--- Selection ---
- - - - -

If you put a modern amp with a great master volume through a reactive load and turn the reactive load's volume down as you turn the amp up, you can hear for yourself that the tone doesn't change until the poweramp starts to break up.

Speakers can start to compress at very high volumes as well but not nearly to the extent or effect that an amp will, and again we're talking very high volumes.

The vast majority of everything that happens below the *extremely* loud volumes required for guitar rigs to begin poweramp breakup and speaker compression are mostly a matter of how humans percieve different levels of loudness (fletcher-munson, etc). At that point, the sweet spot has nothing to do with the gear itself, but instead the ears of the listener.

- - - - -

--- Supplied records ---
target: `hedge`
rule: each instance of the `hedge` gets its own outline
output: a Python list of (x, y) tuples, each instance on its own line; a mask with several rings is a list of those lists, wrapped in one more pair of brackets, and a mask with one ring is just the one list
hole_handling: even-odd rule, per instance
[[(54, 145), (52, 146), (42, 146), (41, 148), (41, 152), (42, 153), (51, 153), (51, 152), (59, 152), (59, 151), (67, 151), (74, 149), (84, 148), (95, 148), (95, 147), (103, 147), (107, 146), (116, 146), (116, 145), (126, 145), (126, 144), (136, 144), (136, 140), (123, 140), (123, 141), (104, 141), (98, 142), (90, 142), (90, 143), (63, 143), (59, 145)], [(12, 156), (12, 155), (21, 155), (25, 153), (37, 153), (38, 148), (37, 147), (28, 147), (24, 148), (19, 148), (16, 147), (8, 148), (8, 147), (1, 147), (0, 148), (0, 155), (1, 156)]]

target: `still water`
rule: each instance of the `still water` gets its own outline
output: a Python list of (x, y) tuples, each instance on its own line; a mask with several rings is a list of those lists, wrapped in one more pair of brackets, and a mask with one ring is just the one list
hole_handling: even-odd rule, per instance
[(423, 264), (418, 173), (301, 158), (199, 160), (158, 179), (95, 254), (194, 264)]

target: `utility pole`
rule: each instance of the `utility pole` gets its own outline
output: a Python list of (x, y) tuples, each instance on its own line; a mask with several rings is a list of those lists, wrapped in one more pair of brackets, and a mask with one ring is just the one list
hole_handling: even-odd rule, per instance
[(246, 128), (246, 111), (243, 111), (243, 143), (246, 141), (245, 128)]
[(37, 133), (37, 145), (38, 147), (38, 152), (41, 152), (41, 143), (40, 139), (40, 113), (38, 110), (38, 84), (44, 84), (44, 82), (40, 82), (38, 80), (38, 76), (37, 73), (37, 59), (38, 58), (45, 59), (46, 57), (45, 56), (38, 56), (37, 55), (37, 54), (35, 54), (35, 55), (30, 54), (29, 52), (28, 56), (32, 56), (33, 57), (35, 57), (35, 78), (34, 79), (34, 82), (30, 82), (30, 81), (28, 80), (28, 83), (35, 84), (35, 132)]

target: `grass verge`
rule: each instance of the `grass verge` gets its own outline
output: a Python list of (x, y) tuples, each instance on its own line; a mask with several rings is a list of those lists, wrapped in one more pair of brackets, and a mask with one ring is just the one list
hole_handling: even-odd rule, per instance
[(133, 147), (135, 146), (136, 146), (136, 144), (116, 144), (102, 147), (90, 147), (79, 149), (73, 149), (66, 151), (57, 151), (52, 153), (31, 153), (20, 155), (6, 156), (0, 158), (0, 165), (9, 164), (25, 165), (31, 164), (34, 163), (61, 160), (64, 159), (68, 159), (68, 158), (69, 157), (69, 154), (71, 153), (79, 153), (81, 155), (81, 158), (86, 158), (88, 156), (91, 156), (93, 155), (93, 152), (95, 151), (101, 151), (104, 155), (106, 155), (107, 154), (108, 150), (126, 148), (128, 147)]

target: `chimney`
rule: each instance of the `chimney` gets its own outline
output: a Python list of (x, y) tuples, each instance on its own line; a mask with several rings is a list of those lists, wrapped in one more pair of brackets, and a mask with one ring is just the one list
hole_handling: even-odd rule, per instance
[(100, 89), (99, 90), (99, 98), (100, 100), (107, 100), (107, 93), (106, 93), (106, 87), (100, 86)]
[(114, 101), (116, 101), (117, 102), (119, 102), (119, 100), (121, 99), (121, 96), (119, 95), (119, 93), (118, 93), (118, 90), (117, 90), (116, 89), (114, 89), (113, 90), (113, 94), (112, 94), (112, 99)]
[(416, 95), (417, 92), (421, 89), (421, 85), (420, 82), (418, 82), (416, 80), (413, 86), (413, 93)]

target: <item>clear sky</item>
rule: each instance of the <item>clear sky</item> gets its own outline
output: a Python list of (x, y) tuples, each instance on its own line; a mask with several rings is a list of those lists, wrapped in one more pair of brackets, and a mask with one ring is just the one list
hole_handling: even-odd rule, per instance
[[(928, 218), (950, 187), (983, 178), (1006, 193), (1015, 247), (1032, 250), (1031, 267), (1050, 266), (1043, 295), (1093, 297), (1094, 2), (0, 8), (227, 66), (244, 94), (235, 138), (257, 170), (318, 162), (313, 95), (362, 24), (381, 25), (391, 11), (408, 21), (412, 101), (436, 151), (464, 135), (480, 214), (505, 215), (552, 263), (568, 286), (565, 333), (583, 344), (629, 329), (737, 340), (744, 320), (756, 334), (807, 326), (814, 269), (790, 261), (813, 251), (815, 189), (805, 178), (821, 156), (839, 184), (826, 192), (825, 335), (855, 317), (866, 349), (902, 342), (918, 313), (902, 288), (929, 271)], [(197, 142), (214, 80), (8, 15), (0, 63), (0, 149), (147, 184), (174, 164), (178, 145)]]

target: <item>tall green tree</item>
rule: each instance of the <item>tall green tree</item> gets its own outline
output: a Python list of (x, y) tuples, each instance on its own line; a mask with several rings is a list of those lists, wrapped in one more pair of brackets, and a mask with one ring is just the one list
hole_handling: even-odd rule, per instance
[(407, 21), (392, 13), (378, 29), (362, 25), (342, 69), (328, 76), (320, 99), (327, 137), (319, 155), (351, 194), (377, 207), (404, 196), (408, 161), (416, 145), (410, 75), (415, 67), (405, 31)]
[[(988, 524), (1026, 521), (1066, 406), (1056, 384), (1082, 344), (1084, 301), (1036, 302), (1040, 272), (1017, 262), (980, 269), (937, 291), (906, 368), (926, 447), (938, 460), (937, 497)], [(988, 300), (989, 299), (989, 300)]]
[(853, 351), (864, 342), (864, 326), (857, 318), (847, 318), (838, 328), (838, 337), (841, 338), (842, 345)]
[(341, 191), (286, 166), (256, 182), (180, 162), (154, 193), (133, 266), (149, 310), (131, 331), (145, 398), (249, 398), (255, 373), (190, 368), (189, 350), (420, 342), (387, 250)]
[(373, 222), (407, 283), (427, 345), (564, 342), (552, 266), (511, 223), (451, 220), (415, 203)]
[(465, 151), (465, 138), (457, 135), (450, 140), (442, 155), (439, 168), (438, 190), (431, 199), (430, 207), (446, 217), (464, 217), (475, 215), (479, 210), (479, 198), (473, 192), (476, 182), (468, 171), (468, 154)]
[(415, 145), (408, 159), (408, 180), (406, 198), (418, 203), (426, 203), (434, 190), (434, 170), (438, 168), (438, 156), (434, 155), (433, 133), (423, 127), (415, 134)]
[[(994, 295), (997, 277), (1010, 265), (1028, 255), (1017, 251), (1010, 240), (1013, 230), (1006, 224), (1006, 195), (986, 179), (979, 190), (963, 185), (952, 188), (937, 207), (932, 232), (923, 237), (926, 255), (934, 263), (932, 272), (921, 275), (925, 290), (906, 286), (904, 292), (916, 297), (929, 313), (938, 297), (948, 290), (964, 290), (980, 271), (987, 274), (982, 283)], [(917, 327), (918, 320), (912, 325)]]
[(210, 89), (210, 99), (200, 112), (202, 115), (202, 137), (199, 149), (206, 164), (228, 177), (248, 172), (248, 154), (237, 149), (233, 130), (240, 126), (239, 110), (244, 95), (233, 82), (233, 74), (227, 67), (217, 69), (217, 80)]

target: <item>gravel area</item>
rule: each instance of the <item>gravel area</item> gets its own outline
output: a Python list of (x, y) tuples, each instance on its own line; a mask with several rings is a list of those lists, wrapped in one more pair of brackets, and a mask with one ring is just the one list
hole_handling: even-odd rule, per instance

- - - - -

--- Work to do ---
1/ In the passage on amp volume and tone, list every occurrence of "volume" or "volumes" in order, each paired with the word directly before it.
2/ Repeat the section of the passage on amp volume and tone that starts at the words "If you put a" and ends after "of the listener.".

--- Answers to the exercise ---
1/
- master volume
- load's volume
- high volumes
- high volumes
- loud volumes

2/
If you put a modern amp with a great master volume through a reactive load and turn the reactive load's volume down as you turn the amp up, you can hear for yourself that the tone doesn't change until the poweramp starts to break up.

Speakers can start to compress at very high volumes as well but not nearly to the extent or effect that an amp will, and again we're talking very high volumes.

The vast majority of everything that happens below the *extremely* loud volumes required for guitar rigs to begin poweramp breakup and speaker compression are mostly a matter of how humans percieve different levels of loudness (fletcher-munson, etc). At that point, the sweet spot has nothing to do with the gear itself, but instead the ears of the listener.